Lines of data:
--- begin ---

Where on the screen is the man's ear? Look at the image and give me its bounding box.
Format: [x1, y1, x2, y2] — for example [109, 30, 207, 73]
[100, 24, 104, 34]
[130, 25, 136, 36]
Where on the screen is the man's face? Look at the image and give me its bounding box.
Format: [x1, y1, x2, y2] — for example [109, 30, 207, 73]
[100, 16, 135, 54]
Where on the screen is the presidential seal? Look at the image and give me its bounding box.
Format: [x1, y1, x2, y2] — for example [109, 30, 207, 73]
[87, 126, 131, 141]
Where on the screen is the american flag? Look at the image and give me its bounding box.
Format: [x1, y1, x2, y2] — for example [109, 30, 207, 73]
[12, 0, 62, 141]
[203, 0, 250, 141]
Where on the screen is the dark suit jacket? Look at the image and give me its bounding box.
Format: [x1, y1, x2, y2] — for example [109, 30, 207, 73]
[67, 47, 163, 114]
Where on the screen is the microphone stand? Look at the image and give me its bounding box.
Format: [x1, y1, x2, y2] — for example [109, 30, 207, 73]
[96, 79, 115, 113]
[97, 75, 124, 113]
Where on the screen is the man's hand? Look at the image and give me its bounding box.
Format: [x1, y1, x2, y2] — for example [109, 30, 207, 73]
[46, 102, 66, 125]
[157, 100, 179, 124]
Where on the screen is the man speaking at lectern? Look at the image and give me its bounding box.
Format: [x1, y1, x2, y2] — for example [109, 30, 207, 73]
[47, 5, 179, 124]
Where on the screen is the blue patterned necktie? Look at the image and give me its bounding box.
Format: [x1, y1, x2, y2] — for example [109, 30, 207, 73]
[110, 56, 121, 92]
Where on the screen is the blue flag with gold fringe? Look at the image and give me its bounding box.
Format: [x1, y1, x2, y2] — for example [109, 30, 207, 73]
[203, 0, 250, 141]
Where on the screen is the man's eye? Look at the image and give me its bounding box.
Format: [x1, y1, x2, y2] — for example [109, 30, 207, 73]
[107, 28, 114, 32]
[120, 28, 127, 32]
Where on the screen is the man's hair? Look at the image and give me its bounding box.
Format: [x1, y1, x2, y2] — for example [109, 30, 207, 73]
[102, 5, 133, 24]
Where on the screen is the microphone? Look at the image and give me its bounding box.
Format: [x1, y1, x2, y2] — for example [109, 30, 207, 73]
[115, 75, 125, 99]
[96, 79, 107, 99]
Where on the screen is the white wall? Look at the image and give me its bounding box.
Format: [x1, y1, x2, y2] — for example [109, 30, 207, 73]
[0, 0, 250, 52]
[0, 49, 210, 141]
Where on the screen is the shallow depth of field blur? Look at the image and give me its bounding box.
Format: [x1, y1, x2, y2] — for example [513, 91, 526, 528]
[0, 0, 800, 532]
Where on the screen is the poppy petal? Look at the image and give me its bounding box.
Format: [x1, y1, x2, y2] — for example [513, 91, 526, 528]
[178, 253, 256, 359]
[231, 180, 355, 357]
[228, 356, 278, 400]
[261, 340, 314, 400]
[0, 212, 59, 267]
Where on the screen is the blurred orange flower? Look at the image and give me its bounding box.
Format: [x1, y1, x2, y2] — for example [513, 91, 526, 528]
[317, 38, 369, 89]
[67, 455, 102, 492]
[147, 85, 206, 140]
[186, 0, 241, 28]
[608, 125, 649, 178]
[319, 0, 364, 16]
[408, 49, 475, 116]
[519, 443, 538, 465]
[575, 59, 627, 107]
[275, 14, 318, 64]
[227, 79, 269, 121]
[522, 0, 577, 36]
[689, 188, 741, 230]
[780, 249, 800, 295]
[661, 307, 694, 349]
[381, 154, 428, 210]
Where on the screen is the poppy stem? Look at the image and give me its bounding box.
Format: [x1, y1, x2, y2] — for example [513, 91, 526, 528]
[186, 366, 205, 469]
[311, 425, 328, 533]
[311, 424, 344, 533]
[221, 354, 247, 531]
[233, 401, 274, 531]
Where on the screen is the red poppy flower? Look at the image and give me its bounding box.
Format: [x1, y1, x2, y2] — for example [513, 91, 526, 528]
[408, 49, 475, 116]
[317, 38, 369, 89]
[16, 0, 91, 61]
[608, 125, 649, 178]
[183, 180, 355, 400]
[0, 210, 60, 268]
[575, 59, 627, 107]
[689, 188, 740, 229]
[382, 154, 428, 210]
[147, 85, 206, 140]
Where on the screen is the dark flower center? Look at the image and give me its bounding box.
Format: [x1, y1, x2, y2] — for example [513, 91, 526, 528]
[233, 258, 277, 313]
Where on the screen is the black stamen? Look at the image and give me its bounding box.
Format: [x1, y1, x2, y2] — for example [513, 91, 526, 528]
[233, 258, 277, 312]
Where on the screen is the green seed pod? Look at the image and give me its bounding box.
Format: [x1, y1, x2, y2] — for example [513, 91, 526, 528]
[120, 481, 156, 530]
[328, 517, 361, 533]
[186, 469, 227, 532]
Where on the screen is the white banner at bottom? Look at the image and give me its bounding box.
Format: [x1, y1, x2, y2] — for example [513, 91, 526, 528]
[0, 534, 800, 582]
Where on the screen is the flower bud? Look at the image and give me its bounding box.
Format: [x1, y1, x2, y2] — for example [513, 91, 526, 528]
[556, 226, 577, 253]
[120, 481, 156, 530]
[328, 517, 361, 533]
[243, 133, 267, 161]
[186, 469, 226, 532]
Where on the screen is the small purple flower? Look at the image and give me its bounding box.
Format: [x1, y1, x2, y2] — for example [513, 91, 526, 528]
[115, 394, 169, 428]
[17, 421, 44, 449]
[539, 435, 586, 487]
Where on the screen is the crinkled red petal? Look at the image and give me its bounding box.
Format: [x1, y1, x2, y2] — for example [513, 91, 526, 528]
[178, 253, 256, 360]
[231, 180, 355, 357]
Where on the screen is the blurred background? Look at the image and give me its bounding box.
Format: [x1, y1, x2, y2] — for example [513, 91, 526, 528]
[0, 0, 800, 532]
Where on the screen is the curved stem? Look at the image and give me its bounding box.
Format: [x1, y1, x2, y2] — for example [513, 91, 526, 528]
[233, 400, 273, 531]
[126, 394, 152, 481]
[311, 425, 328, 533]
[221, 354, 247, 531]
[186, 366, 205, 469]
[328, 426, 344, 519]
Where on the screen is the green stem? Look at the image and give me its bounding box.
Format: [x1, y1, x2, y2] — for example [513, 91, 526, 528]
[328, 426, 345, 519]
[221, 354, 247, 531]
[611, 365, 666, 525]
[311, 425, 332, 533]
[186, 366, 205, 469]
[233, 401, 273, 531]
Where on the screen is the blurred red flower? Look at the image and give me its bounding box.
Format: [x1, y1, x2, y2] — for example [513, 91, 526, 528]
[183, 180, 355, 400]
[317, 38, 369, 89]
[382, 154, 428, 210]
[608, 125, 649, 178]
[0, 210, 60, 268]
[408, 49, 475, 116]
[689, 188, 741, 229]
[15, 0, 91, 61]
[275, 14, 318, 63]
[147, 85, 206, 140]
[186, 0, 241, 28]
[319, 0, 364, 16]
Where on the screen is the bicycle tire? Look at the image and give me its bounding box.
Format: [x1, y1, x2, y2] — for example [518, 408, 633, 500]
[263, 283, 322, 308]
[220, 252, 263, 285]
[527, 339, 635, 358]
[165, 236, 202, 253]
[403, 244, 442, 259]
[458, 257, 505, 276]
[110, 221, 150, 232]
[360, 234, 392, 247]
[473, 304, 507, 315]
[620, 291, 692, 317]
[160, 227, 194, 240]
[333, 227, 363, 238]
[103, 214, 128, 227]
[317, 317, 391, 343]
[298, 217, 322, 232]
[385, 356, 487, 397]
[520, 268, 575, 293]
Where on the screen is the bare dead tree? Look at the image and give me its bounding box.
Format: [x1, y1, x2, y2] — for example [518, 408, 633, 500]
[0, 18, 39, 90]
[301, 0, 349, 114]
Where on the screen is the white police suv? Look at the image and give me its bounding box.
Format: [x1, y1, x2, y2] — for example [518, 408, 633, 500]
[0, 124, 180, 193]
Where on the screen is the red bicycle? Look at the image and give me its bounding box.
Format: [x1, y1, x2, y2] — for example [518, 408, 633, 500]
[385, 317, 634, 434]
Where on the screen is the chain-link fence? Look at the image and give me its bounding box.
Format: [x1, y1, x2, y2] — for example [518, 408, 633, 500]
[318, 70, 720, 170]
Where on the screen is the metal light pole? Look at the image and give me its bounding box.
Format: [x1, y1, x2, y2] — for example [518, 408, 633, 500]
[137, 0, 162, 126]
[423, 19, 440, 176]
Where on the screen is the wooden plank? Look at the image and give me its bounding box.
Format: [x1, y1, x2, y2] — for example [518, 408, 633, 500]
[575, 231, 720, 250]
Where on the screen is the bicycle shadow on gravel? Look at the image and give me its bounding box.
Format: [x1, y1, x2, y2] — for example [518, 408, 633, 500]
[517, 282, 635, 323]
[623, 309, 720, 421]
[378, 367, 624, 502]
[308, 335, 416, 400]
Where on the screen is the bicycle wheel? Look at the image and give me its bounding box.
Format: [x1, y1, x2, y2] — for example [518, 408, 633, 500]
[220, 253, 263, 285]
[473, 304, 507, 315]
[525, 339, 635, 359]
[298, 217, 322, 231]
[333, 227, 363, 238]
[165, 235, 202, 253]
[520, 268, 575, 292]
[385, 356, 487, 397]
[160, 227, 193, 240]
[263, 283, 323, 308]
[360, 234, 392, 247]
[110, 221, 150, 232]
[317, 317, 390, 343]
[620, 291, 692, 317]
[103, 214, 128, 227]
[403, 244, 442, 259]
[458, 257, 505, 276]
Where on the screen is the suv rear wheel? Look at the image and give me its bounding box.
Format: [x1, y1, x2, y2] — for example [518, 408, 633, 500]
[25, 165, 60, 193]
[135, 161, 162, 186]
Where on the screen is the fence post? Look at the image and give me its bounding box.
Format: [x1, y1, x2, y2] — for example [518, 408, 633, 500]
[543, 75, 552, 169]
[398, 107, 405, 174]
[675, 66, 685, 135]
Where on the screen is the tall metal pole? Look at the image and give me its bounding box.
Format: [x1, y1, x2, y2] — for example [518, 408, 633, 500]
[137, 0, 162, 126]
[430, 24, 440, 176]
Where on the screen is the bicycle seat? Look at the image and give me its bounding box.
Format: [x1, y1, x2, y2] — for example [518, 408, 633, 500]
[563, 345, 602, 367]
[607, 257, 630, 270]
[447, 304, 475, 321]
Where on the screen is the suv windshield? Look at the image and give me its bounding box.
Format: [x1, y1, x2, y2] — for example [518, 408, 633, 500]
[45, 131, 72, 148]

--- end ---

» **DIRECTION**:
Give the data from the line with "Where on the screen is the dark suit" up to and including the line with "[97, 75, 124, 113]" as a two-column CSV with the columns text and answer. Each row should hold one piece of text and whatever answers it, with every field quoted and line breaks turned into spaces.

» **WRITTEN RESPONSE**:
text,answer
"Where on the screen is the dark suit jacket? Look at the image and give me its bounding box. Format: [x1, y1, x2, y2] — for example [109, 30, 207, 73]","[67, 47, 163, 114]"
"Where on the screen is the microphone stand? Look at the image and give me its bounding box. Format: [x1, y1, x2, y2] — for example [109, 30, 207, 73]","[96, 79, 115, 113] [97, 75, 124, 113]"